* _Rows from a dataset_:
**********

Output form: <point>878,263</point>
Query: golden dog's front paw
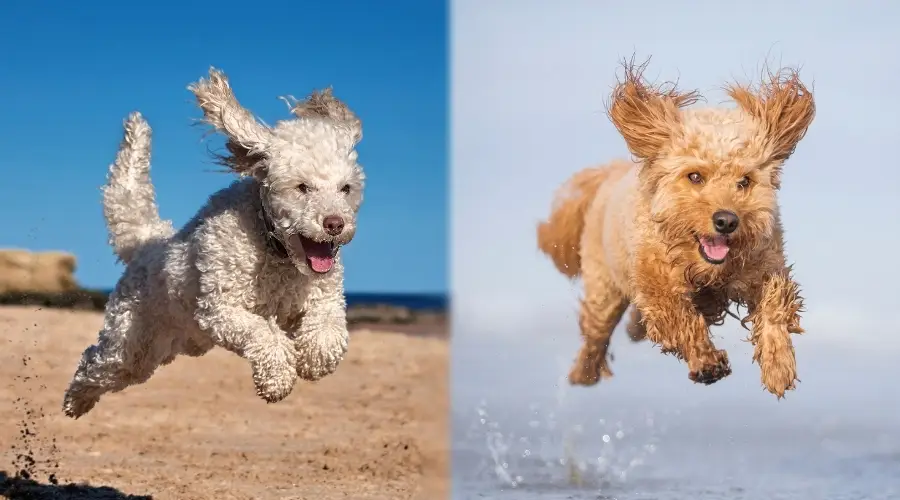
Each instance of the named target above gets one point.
<point>780,376</point>
<point>710,369</point>
<point>589,368</point>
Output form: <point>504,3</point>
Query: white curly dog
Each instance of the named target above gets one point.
<point>257,270</point>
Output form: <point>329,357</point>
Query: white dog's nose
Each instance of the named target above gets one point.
<point>333,224</point>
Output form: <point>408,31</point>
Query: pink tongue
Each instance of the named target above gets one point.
<point>321,264</point>
<point>716,247</point>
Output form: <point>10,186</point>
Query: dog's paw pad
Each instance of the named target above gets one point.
<point>710,374</point>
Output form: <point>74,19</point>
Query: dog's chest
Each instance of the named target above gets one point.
<point>282,292</point>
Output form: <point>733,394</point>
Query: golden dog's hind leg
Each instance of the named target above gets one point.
<point>775,316</point>
<point>674,323</point>
<point>601,310</point>
<point>635,329</point>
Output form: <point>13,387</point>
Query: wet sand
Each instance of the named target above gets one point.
<point>376,429</point>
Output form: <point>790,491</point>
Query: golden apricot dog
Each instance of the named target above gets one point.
<point>689,228</point>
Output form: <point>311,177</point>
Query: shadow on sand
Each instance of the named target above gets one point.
<point>19,488</point>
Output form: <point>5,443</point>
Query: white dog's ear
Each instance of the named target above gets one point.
<point>646,115</point>
<point>782,104</point>
<point>323,104</point>
<point>223,112</point>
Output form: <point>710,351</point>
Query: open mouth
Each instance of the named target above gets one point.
<point>713,249</point>
<point>319,254</point>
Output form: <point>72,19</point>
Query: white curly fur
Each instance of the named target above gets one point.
<point>220,280</point>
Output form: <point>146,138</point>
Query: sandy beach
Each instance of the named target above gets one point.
<point>376,429</point>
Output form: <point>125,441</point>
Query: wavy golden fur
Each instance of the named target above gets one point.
<point>689,228</point>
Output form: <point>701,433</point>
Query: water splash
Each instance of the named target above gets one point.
<point>545,448</point>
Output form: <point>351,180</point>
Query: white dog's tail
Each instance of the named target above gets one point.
<point>129,201</point>
<point>560,236</point>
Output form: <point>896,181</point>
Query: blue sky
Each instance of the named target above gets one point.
<point>73,71</point>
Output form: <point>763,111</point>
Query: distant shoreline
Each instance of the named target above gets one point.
<point>423,314</point>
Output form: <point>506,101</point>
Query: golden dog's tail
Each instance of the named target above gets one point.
<point>559,236</point>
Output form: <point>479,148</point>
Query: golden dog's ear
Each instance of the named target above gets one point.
<point>784,107</point>
<point>646,115</point>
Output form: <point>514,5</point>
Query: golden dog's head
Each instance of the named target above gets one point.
<point>710,175</point>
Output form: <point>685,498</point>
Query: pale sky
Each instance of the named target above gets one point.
<point>530,79</point>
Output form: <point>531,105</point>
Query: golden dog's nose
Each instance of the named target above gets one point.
<point>725,222</point>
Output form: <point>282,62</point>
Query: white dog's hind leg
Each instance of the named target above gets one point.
<point>125,354</point>
<point>108,366</point>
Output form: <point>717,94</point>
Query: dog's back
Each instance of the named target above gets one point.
<point>582,206</point>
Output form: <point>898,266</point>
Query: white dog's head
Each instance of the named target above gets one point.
<point>311,184</point>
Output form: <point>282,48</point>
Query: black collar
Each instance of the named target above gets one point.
<point>272,240</point>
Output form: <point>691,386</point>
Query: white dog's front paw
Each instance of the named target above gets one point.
<point>274,371</point>
<point>320,354</point>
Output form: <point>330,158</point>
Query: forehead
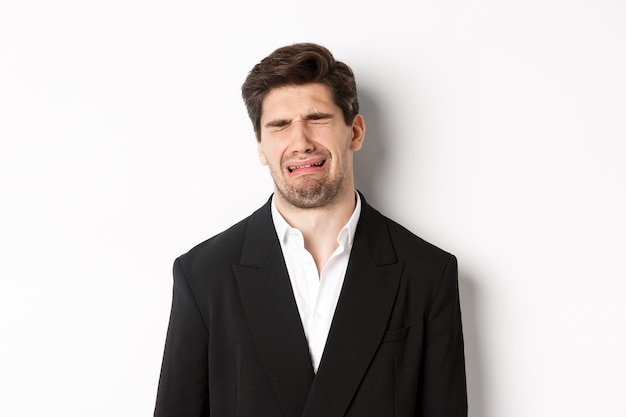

**********

* _WHAT THE TASK REQUIRES_: Update the records above by changing every "Output form" to "Answer format" and leaving everything else untouched. Omit the pictures from your answer.

* _RESPONSE_:
Answer format: <point>878,263</point>
Query: golden dog's front paw
Each instance of the named target above gets one point.
<point>780,376</point>
<point>710,369</point>
<point>589,368</point>
Answer format: <point>504,3</point>
Query: white curly dog
Each instance of the named target above gets one point.
<point>257,270</point>
Answer format: <point>329,357</point>
Query: white dog's nose
Each instance of the named target above gets one point.
<point>333,224</point>
Answer format: <point>408,31</point>
Query: pink tongue
Each instance of the named target above gets one point.
<point>321,264</point>
<point>716,247</point>
Answer format: <point>10,186</point>
Query: dog's paw pad
Each instance of the named target above gets one point.
<point>710,374</point>
Answer format: <point>74,19</point>
Query: dog's chest
Each instance of the named target above gets one point.
<point>282,292</point>
Answer format: <point>733,394</point>
Query: golden dog's hind leg
Each instance of the named target above gets one point.
<point>775,316</point>
<point>674,323</point>
<point>601,310</point>
<point>635,329</point>
Answer format: <point>13,387</point>
Query: wet sand
Each instance of the named target above gets one point.
<point>376,429</point>
Answer format: <point>790,491</point>
Query: golden apricot dog
Each instance of the named target above gets one point.
<point>689,228</point>
Answer format: <point>311,177</point>
Query: shadow on sand
Each instance of the named target above gets one point.
<point>19,488</point>
Answer format: <point>5,443</point>
Query: white dog's ear
Each instance of the named target above gets one point.
<point>646,115</point>
<point>782,104</point>
<point>323,104</point>
<point>223,112</point>
Answer format: <point>710,351</point>
Query: open mouth
Each instance of the named target above gets one point.
<point>713,249</point>
<point>319,254</point>
Answer format: <point>72,19</point>
Query: white curly fur
Each instance of the named target above gets one point.
<point>220,280</point>
Answer format: <point>146,138</point>
Query: sandy beach
Each instance of the named target above gets one point.
<point>376,429</point>
Answer format: <point>125,441</point>
Query: wavy golden fur
Each instance of the named target above gets one point.
<point>689,228</point>
Answer format: <point>701,433</point>
Query: water splash
Each instance of the named target above gets one point.
<point>545,448</point>
Answer format: <point>351,180</point>
Query: white dog's tail
Each instance of the named target above gets one point.
<point>129,201</point>
<point>560,236</point>
Answer format: <point>896,181</point>
Query: blue sky
Each instance of the named target above gets one point.
<point>73,71</point>
Answer format: <point>763,111</point>
Query: distant shoreline
Each instance of the named target above gets one point.
<point>423,314</point>
Answer format: <point>506,101</point>
Query: golden dog's tail
Each instance of the named target above gets one point.
<point>559,236</point>
Answer format: <point>479,148</point>
Query: golden dog's ear
Each instance of the named target above gets one point.
<point>784,107</point>
<point>646,115</point>
Answer format: <point>514,5</point>
Query: golden dog's head
Each instance of the named target above gets one point.
<point>710,175</point>
Answer format: <point>685,498</point>
Query: pale sky
Each instance of the named target above gets one point.
<point>530,79</point>
Answer format: <point>531,105</point>
Query: golden dog's nose
Each instance of the named target above gets one point.
<point>725,222</point>
Answer format: <point>282,62</point>
Query: white dog's hind leg
Each instance of the named target above gets one point.
<point>125,354</point>
<point>108,366</point>
Answer format: <point>717,94</point>
Query: dog's back
Each instance of the named target above gets one point.
<point>582,206</point>
Answer format: <point>898,266</point>
Query: white dog's head
Each instance of the named target above gets one point.
<point>311,184</point>
Answer format: <point>282,48</point>
Query: black collar
Each instance of the named target above gets one point.
<point>272,240</point>
Answer format: <point>691,386</point>
Query: white dog's front paw
Each instance of the named target above gets one point.
<point>274,371</point>
<point>320,354</point>
Answer format: <point>330,158</point>
Query: forehead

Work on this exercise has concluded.